Short exercise:
Each entry below should be written out exactly as it is, with no pictures.

Supplied records:
□ □ □

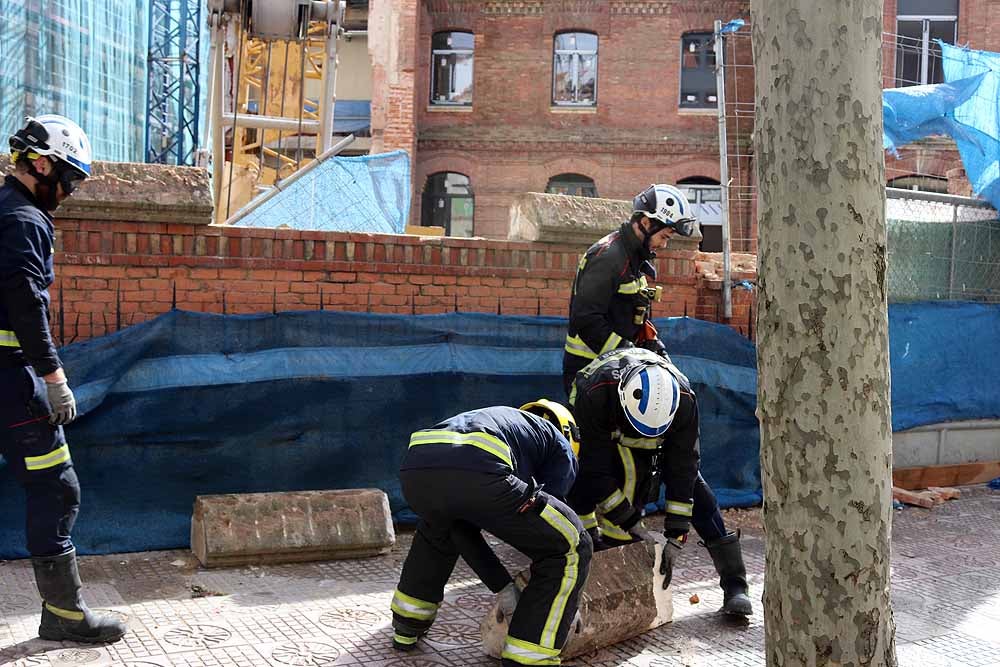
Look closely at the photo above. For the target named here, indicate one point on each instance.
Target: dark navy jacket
(498, 439)
(27, 237)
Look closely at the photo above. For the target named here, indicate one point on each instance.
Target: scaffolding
(174, 81)
(81, 58)
(939, 246)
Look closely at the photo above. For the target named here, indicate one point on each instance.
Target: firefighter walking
(610, 305)
(51, 156)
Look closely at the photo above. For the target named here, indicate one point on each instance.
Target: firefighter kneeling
(638, 420)
(485, 470)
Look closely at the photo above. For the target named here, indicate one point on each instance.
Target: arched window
(574, 69)
(705, 197)
(448, 202)
(576, 185)
(451, 68)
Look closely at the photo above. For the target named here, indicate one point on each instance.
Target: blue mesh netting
(80, 58)
(370, 193)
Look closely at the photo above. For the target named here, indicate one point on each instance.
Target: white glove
(62, 403)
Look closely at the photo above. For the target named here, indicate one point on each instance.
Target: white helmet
(668, 206)
(56, 137)
(649, 394)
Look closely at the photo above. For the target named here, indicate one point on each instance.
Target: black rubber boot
(404, 637)
(728, 559)
(64, 615)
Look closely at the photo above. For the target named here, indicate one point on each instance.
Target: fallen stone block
(290, 527)
(919, 499)
(622, 598)
(947, 493)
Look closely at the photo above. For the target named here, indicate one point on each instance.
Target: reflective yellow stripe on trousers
(8, 339)
(50, 460)
(484, 441)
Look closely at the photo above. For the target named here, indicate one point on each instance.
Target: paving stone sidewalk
(946, 592)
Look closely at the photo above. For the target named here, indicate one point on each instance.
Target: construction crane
(266, 116)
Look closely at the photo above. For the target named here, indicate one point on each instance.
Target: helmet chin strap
(647, 234)
(51, 182)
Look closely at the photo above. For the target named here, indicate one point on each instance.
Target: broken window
(698, 90)
(576, 185)
(451, 68)
(919, 24)
(448, 202)
(574, 69)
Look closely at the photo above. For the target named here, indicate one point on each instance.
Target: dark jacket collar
(20, 188)
(633, 244)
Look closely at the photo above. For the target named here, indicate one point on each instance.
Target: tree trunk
(823, 354)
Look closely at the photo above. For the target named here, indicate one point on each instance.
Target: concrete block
(622, 598)
(293, 526)
(971, 442)
(915, 448)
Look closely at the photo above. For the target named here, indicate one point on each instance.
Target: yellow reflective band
(629, 288)
(8, 339)
(555, 519)
(593, 366)
(611, 502)
(613, 341)
(576, 346)
(65, 613)
(609, 529)
(52, 459)
(639, 443)
(411, 607)
(526, 653)
(680, 509)
(628, 465)
(484, 441)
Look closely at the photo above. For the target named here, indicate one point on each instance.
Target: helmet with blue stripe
(649, 394)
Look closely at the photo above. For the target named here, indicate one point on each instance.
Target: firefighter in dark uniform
(484, 470)
(638, 421)
(51, 156)
(611, 298)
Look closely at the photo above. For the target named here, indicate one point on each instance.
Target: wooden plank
(945, 476)
(913, 498)
(946, 493)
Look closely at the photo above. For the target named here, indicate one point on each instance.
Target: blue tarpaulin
(964, 108)
(366, 193)
(193, 403)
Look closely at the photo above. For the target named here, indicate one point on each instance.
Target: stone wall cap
(139, 193)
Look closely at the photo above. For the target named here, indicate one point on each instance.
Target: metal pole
(281, 185)
(327, 104)
(720, 94)
(218, 64)
(954, 243)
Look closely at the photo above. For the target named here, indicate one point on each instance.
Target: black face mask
(46, 190)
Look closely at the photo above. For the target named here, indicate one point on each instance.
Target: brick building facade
(506, 132)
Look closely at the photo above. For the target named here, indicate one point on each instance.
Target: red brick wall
(135, 271)
(512, 141)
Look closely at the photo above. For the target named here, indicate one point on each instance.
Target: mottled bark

□ □ □

Solution below:
Look closely at the photo above. For the target named here, indicate one point on each instance.
Target: dark navy jacket
(498, 439)
(27, 237)
Look closely at the photo above. For the target named here, indicate one point on each instance.
Target: scaffolding
(174, 81)
(81, 58)
(939, 246)
Look closely at the photo above. For the target named here, indicate one point on each instance.
Target: firefighter walking
(610, 305)
(51, 156)
Look closely at the photo above. For the target named here, indicate one point on each instance.
Target: firefighter kneeling
(638, 420)
(485, 470)
Look closely at the photo above. For the target named here, indicate one point on each instance.
Target: arched window
(574, 69)
(705, 197)
(448, 202)
(576, 185)
(451, 68)
Look closely at the photo above. For the target named here, indicate one point on each instance.
Target: blue mesh netting
(80, 58)
(370, 193)
Look closely at the photo above. For the target named here, indicate one point on each instance.
Target: white glove
(62, 403)
Look closely at the photo above. For the target named here, indicate one point on each instance.
Target: white helmet
(668, 206)
(56, 137)
(649, 394)
Look closely at the photo above. For the target named here, indicate one point on each instance.
Target: black rubber boot
(404, 637)
(728, 559)
(64, 615)
Look closely at the photo above. For the target named here, indicate one point on each instance.
Target: fallen stone block
(290, 527)
(919, 499)
(622, 598)
(947, 493)
Look closely at the photo above. For the target named here, indicate one point on each instance.
Target: reflective yellow stripe on trousers
(8, 339)
(50, 460)
(484, 441)
Look closely at the photo above. For the target named here, indicate one point on each instance.
Target: paving stone sidewalk
(946, 592)
Look closely at the photo above. For the target named here, indicate one point on each instance.
Target: construction crane
(266, 116)
Look closely at the photo above. For the target named here, indicate one point on each instance.
Target: helmet chin strap
(647, 234)
(51, 182)
Look closely at the photo above. For the target named here, indicate one point on each instance.
Target: broken window
(698, 90)
(576, 185)
(451, 68)
(919, 24)
(448, 202)
(574, 69)
Look closely at the photo above. For the target named here, indicate one point on each instance.
Target: dark jacket collar
(20, 188)
(633, 244)
Look closely at the photo above. For the target named here, indicate one point on each instance.
Target: tree trunk
(823, 354)
Look closely at the photo above. For the target named here, indicate one point on each instance.
Target: concrete block
(622, 598)
(293, 526)
(971, 442)
(915, 448)
Look closely at the photo above. For the target named here, indicate one point on each instance.
Target: yellow reflective band
(629, 288)
(8, 339)
(555, 519)
(593, 366)
(611, 502)
(613, 341)
(576, 346)
(65, 613)
(609, 529)
(52, 459)
(639, 443)
(411, 607)
(526, 653)
(680, 509)
(628, 465)
(484, 441)
Look closely at the photo above. For the target named here, indicate one point on each instance.
Target: helmet with blue stripe
(649, 394)
Look closely at the photo above. For the target named here, indicate one point on each instance.
Target: firefighter in dark uniform
(484, 470)
(638, 421)
(51, 156)
(611, 298)
Look closely at the photo above. For the target named here, indicate one point on each instance.
Target: wooden plank
(945, 476)
(913, 498)
(946, 493)
Look closely at the photo above. For the target named here, indicate one point on each instance.
Target: blue tarpaulin
(964, 108)
(366, 193)
(193, 403)
Look closely at the photo above. For the target named here, indicate one point on each instance.
Target: stone wall cap
(139, 193)
Look closely at the photo above. For the target named here, indicate one point on each instance.
Target: metal pole
(281, 185)
(327, 104)
(720, 94)
(218, 64)
(954, 243)
Look closely at the photo above. For the target named here, indicate one point on each instance.
Target: black face mask
(46, 190)
Look closely at the photo above. For the target named here, indicate one point on each instance.
Target: brick building facade
(506, 132)
Look closely at the photo above. For the target named here, indicate one point on each instance.
Target: red brick wall
(135, 271)
(512, 141)
Look closely at the photo above. For the target named here, indicate one point on each instance.
Target: mottled bark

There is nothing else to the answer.